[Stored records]
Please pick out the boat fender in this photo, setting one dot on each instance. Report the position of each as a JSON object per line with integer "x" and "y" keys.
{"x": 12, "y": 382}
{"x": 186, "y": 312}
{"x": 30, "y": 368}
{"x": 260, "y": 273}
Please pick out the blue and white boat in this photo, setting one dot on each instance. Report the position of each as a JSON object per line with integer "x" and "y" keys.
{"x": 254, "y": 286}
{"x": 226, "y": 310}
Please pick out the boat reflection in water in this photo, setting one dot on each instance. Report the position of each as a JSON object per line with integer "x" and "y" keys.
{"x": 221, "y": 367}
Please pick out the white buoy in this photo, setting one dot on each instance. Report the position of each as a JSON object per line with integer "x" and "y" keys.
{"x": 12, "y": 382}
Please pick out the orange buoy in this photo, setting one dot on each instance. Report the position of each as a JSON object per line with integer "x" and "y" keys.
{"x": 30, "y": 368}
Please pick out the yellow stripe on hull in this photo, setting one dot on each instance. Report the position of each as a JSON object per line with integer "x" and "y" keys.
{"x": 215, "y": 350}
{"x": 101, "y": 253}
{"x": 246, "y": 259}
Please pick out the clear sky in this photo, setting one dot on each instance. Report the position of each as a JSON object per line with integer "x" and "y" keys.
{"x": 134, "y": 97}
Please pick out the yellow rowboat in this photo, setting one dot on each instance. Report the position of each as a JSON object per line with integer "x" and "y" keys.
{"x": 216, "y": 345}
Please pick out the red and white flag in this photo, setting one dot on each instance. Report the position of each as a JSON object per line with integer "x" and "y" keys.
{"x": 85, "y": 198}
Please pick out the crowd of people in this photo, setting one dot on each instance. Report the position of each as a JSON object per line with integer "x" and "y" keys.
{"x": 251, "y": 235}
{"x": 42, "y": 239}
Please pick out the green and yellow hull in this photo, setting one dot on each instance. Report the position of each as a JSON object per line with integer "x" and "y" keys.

What you should do:
Please write out, exactly as they appear, the lines from the line containing "Please pick out the red" through the last line of the records above, both included.

Exercise response:
Please pick out the red and white flag in this photo, setting one dot on each instance. Report the position of each as a JSON object per line with integer "x" and "y" keys.
{"x": 85, "y": 198}
Please pick out the crowd of people in this photo, setting one dot on each instance. Report the position of each as a JSON object per line with integer "x" and "y" keys.
{"x": 251, "y": 235}
{"x": 42, "y": 239}
Please pick out the green and yellow hull in this photo, setting one dot on each instance. Report the position of each as a JSON object per line with integer "x" and "y" keys.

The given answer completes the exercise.